* _WHAT THE TASK ASKS_:
Output all of the entries below precisely as written.

* _DATA FOR THIS EXERCISE_:
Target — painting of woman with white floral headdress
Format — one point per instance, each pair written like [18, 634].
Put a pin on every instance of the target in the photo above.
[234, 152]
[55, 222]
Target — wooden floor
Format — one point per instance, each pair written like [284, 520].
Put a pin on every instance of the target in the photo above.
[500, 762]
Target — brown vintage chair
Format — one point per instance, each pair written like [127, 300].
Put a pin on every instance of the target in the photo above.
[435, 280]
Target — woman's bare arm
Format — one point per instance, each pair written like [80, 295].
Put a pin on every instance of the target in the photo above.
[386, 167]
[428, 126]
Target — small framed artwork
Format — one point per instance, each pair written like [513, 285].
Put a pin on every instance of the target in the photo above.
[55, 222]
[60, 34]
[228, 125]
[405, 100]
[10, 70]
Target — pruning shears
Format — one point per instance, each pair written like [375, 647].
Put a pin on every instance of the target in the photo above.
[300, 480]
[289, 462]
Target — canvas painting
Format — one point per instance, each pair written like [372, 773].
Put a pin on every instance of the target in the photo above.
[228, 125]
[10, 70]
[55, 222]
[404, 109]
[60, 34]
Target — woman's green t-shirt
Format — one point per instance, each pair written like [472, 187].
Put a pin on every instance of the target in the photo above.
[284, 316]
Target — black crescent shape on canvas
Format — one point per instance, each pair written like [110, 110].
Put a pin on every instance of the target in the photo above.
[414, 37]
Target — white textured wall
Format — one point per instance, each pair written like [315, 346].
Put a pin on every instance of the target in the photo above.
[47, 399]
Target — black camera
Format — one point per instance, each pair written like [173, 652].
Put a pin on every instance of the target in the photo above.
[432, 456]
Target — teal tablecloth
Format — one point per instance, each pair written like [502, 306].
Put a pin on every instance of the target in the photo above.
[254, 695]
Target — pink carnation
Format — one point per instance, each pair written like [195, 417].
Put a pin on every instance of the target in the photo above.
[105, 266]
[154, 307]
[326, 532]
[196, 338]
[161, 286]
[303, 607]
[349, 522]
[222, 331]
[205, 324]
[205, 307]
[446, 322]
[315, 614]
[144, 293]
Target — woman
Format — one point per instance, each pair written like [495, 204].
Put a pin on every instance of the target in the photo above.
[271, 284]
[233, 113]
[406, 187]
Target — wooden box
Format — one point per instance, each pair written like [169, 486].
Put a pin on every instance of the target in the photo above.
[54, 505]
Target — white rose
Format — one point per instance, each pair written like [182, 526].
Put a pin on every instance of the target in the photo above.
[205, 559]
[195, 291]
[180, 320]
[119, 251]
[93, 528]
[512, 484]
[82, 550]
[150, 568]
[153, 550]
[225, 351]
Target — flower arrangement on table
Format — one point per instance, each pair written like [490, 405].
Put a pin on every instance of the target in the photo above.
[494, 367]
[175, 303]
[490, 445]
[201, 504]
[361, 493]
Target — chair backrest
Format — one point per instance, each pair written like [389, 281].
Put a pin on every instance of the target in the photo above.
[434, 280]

* _RESULT BELOW_:
Target — painting of woman with white floral headdress
Format — one point per instance, each pair written like [18, 634].
Put a pin on every instance of the target in the photo above.
[234, 152]
[55, 222]
Target — wooden floor
Format — one point per instance, each pair written like [284, 520].
Put a pin on every instance of the target in the photo above.
[500, 762]
Target — brown vintage chair
Format — one point per instance, each pair written like [127, 300].
Put a pin on every instance of the target in the photo above.
[435, 280]
Target — woman's bare arm
Format — one point per instance, each pair written like [80, 295].
Put a pin on every instance of the target in the photo above.
[386, 167]
[428, 126]
Target — small framed artwork
Format — one point per instance, each pair written like [513, 285].
Put a pin on every instance of the target in the photo above.
[55, 222]
[60, 34]
[228, 125]
[405, 100]
[10, 70]
Target — pruning shears
Format — one point per instance, each pair written like [375, 647].
Put a pin on every instance of the target in the photo above.
[300, 480]
[289, 462]
Target — canvas painting
Format — one point per instance, each pair written like [372, 773].
Put a pin on every instance of the target in the photo above.
[228, 125]
[10, 70]
[55, 222]
[404, 109]
[60, 34]
Target — woman's green t-shirt
Format — one point per instance, each pair written like [472, 187].
Put a pin on every instance of the target in the photo above.
[284, 316]
Target — black crescent shape on canvas
Format — one point per instance, each pair written like [110, 110].
Put a pin on every instance of the target in the photo above.
[414, 37]
Target — white textured wall
Format — one point per instance, each pair written like [315, 346].
Put a pin on every instance of the target in the photo above.
[47, 399]
Target — black camera
Format — one point per instance, each pair written like [173, 652].
Put a pin on every instance of the target in the photo above.
[432, 456]
Target — teal tablecloth
Format — one point per instance, each pair written like [502, 306].
Put a pin on every instance of the target in the photo above.
[254, 695]
Target — pink carnation
Format — one point per instance, each pair written like [195, 417].
Put a pin on every instance of the target in the photo above.
[105, 266]
[154, 307]
[326, 532]
[196, 338]
[161, 286]
[303, 607]
[349, 522]
[222, 331]
[205, 324]
[205, 307]
[446, 322]
[315, 614]
[144, 293]
Target — woman
Format — one point per instance, each pair written like [495, 204].
Put a pin on every instance of the target in the photo above.
[271, 284]
[233, 113]
[406, 187]
Target — wooden box
Format — one point per instance, each pair written like [169, 486].
Put a pin on every instance of the target in the photo above.
[54, 505]
Target — white rose
Format — one point per instance, each pair written like [182, 526].
Put a pin on every instance of the target in the photo above.
[205, 559]
[195, 291]
[180, 320]
[119, 251]
[93, 528]
[512, 484]
[82, 550]
[150, 568]
[153, 550]
[225, 351]
Target — flower arrangement on table
Format — one point per instance, each pair written like [490, 405].
Put a pin on every instance of the target in the photo above.
[494, 367]
[175, 303]
[490, 445]
[201, 504]
[361, 493]
Target — chair backrest
Format — one point per instance, each pair written like [389, 281].
Put a pin on every instance of the target in the photo above.
[434, 280]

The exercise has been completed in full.